*Task instructions*.
Could you print every line of the data below word for word, from the first line to the last, leaving out the pictures?

*Given data*.
● ● ● ● ● ● ●
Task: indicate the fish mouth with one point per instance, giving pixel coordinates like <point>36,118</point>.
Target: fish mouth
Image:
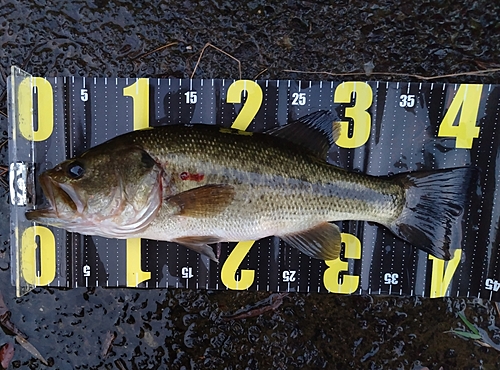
<point>56,194</point>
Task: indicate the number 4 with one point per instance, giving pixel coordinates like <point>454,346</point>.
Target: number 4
<point>468,98</point>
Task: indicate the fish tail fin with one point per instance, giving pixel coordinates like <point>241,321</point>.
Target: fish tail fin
<point>433,210</point>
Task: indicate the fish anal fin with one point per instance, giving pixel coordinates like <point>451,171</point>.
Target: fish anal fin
<point>199,244</point>
<point>322,241</point>
<point>316,132</point>
<point>205,201</point>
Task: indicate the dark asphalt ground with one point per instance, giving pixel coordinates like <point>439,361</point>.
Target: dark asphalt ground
<point>177,329</point>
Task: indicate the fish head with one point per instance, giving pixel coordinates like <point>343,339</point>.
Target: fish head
<point>109,191</point>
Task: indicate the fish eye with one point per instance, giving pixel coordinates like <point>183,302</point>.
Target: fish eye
<point>75,170</point>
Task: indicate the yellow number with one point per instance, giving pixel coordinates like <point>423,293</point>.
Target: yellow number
<point>135,275</point>
<point>232,264</point>
<point>441,275</point>
<point>252,104</point>
<point>331,276</point>
<point>362,120</point>
<point>139,92</point>
<point>45,98</point>
<point>468,98</point>
<point>47,262</point>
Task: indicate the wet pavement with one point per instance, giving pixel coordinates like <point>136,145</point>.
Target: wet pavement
<point>175,328</point>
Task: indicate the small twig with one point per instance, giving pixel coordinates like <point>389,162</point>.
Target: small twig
<point>426,78</point>
<point>155,50</point>
<point>31,349</point>
<point>219,50</point>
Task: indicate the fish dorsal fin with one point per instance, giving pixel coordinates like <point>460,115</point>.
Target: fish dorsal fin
<point>317,132</point>
<point>205,201</point>
<point>322,241</point>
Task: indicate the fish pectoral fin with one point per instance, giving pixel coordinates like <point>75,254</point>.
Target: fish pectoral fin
<point>199,244</point>
<point>322,241</point>
<point>204,201</point>
<point>317,132</point>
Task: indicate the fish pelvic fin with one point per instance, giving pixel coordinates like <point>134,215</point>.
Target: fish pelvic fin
<point>322,241</point>
<point>431,218</point>
<point>200,244</point>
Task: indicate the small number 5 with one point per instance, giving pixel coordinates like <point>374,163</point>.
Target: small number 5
<point>84,95</point>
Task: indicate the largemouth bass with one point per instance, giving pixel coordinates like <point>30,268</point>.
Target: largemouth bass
<point>202,184</point>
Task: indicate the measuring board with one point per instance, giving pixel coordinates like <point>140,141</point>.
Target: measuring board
<point>387,128</point>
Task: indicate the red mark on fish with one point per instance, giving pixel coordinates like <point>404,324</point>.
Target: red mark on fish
<point>192,176</point>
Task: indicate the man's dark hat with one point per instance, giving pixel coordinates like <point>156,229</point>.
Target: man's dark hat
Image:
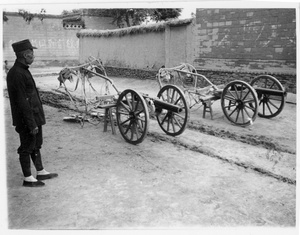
<point>22,45</point>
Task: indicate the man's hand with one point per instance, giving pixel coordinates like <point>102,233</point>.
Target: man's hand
● ● ● ● ● ● ●
*Full output*.
Task: indicate the fish mouth with one point per instance, giving pixel coordinates like <point>36,118</point>.
Target: fish mouth
Image:
<point>56,194</point>
Task: indicate the number 4 with one point per instance, giving pixel coordinates like <point>454,346</point>.
Target: number 4
<point>468,98</point>
Task: indicate the fish tail fin with one point per instance, giving pixel coordinates like <point>241,321</point>.
Target: fish tail fin
<point>433,210</point>
Task: indicate the fish anal fin with one point per instance, giving pixel coordinates like <point>451,171</point>.
Target: fish anal fin
<point>199,244</point>
<point>322,241</point>
<point>316,132</point>
<point>205,201</point>
Task: indicate the dark asphalt ground with one point per instance, giving pixel coordinates like <point>439,361</point>.
Target: dark asphalt ground
<point>177,329</point>
Task: indicate the fish head with one point per instance, giving pixel coordinates like <point>343,339</point>.
Target: fish head
<point>109,191</point>
Task: indicate the fish eye with one point per instance, giving pixel coordinates like <point>183,302</point>.
Target: fish eye
<point>75,170</point>
Task: indicate the yellow number with one point per instance, giving pixel coordinates like <point>423,293</point>.
Target: yellow number
<point>135,275</point>
<point>232,264</point>
<point>441,275</point>
<point>252,104</point>
<point>331,276</point>
<point>362,120</point>
<point>139,92</point>
<point>45,98</point>
<point>468,98</point>
<point>47,262</point>
Task: indicate the wet pavement with one point per instance, giving pixel coordinates like <point>136,145</point>.
Target: wet pavement
<point>175,328</point>
Task: indicate the small twig with one point per instance, giving pixel coordinates like <point>389,162</point>.
Target: small twig
<point>426,78</point>
<point>155,50</point>
<point>31,349</point>
<point>219,50</point>
Task: indicate the fish dorsal fin with one point per instance, giving pixel coordinates like <point>460,115</point>.
Target: fish dorsal fin
<point>317,132</point>
<point>205,201</point>
<point>322,241</point>
Task: indicate the fish pectoral fin with one point per instance, giving pixel coordinates like <point>75,254</point>.
Target: fish pectoral fin
<point>199,244</point>
<point>322,241</point>
<point>204,201</point>
<point>317,132</point>
Task: indicate the fish pelvic fin with one point per instance, giving pixel coordinates like <point>134,215</point>.
Target: fish pelvic fin
<point>322,241</point>
<point>431,218</point>
<point>200,244</point>
Task: indicate the small number 5 with one point per instance, giving pixel coordinates like <point>374,163</point>.
Target: small number 5
<point>84,95</point>
Task: indicate the largemouth bass with one point per instance, giving pixel coordinates like <point>30,268</point>.
Target: largemouth bass
<point>202,184</point>
Task: indicate the measuring board with one point per instance, giving pixel coordinates like <point>140,141</point>.
Target: measuring board
<point>387,128</point>
Task: indicate the red mark on fish with one point per instance, giving pixel coordinates like <point>404,324</point>.
Target: red mark on fish
<point>192,176</point>
Task: indicate the man's dark hat with one point per instance, giving pixel coordinates like <point>156,229</point>.
Target: man's dark hat
Image:
<point>22,45</point>
Task: indicate the man's hand with one point per instance, giving pixel coordinates like <point>102,233</point>.
Target: man's hand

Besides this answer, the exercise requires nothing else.